__Supplied passage__.
In our text today, we hear the story of a group of diverse folk who have heard the liberating message of Jesus Christ. Earlier in the chapter, around verse 9, we are told that a diverse group of folks heard the message of God in their native language – they heard about God in ways that made sense to them and their culture. The text says there were Galileans, Parthians, Medes, Elamites, residents of Mesopotamia, Judea and Cappadocia, Pontus and Asia, Phrygia and Pamphylia, Egypt and parts of Libya belonging to Cyrene, visitors from Rome, Cretans, and Arabs…the text says they were amazed and perplexed, saying “what does this mean?” They were trying to make sense of the message of God they were hearing – in their own language – through the lens of their own cultures. Not through the lens of Whiteness. I know, that ya’ll know, that I know, Whiteness was not a thing when this was writing.
Peter stands up and helps the folk understand what they were hearing – the text says Peter, preached the liberating message of Jesus Christ – in essence, “Jesus saves!” This message changed the lives of the hearers, we are told, when they heard the message, they were cut to the heart. So they decided to do life together around this new Reality, this salvation, this Jesus Christ. They decided they did not want to live a life in bondage. A life that separates them from each other or God, but they wanted to be liberated. Some of us need to be liberated. Some of us think we are following Jesus Christ, but we are bound by anti-blackness, misogyny, sexism, racism, heterosexism, transphobia, homophobia, xenophobia, capitalism, and greed. There are many folks who say they follow Jesus Christ, the Compassionate Liberator, but they are bound by hate.

__Information supplied__.

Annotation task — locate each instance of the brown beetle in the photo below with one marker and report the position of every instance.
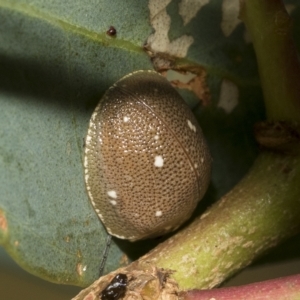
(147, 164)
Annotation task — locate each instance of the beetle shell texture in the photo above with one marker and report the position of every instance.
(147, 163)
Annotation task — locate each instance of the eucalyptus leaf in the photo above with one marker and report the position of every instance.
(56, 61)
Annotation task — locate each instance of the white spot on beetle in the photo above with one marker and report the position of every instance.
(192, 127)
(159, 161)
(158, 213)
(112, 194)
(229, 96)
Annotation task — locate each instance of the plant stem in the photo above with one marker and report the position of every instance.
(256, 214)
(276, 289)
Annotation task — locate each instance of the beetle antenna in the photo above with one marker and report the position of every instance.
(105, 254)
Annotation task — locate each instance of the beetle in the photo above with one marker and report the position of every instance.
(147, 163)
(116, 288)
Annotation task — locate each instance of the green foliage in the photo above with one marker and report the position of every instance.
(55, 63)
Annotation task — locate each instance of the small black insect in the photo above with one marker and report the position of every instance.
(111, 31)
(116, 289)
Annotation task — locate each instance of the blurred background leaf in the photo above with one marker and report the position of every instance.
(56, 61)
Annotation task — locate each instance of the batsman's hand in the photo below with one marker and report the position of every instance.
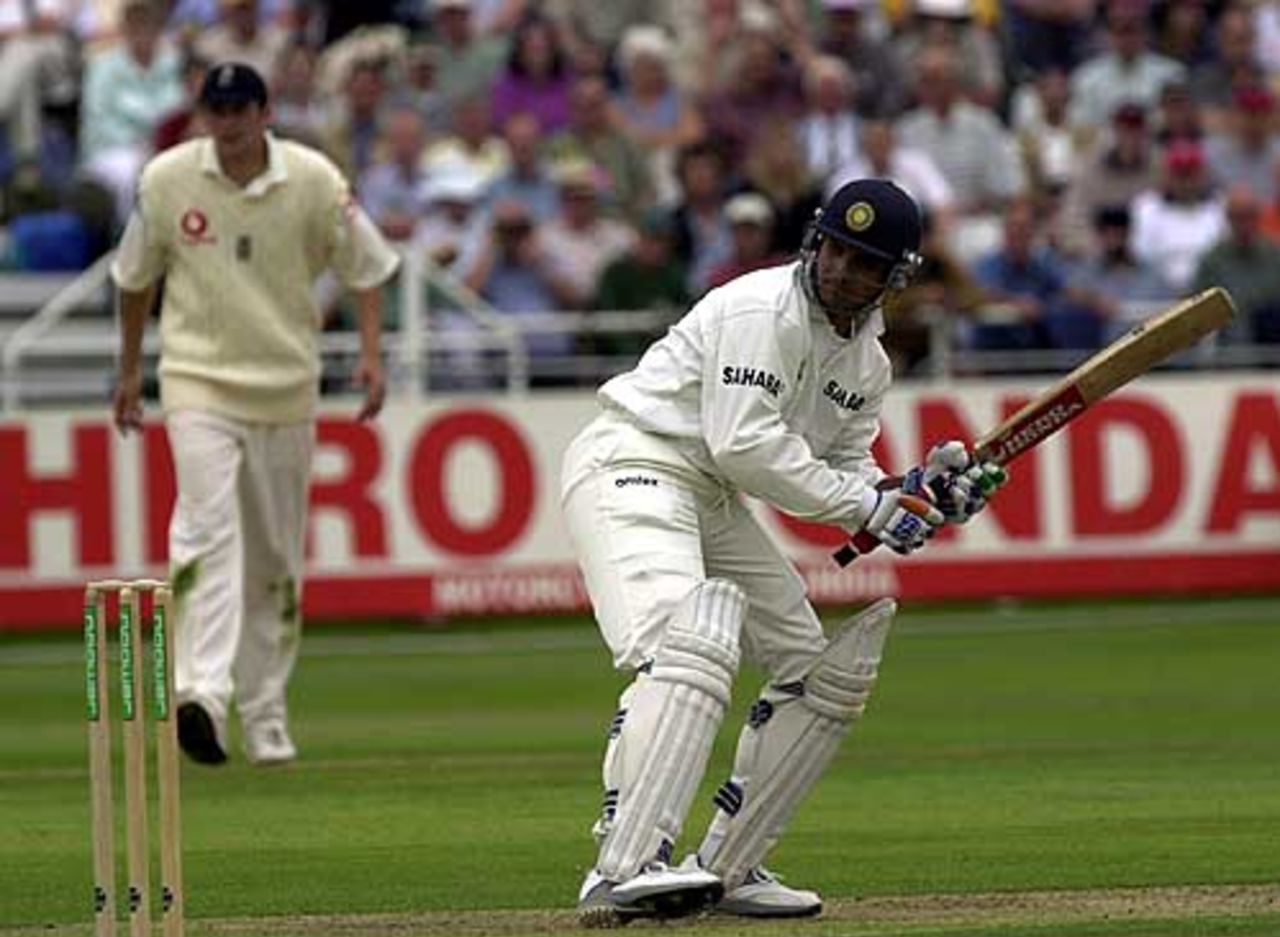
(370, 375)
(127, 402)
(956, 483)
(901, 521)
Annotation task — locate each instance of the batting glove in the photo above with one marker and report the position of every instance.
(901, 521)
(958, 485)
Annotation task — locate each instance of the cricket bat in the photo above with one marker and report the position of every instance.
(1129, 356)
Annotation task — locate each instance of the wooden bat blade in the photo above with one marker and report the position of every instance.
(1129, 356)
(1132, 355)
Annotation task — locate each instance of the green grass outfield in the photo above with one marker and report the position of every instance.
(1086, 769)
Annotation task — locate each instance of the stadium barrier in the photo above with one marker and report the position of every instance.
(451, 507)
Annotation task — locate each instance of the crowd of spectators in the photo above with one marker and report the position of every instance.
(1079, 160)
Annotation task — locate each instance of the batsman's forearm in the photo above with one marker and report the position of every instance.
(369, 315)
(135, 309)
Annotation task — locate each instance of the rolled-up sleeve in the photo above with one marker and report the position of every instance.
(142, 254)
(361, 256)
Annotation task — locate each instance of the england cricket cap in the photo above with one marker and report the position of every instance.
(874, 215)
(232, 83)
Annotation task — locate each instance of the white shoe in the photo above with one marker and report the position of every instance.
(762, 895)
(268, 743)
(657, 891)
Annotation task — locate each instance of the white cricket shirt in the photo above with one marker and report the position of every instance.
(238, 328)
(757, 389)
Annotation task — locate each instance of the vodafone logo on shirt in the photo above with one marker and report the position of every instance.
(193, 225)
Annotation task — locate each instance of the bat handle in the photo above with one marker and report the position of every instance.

__Problems to solve__.
a: Answer these from the sermon excerpt:
(i) In what language did the diverse group around verse 9 hear the message of God?
(ii) Who stands up to help the folk understand what they were hearing?
(iii) What happened to the hearers when they heard the message?
b: In one to three sentences, explain why the sermon excerpt says the crowd was not making sense of God's message through the lens of Whiteness.

__Answers for the tasks__.
a:
(i) In their native language.
(ii) Peter.
(iii) They were cut to the heart.

b: The speaker says Whiteness was not a thing when the text was written. The crowd was understanding the message in their own languages, through the lens of their own cultures.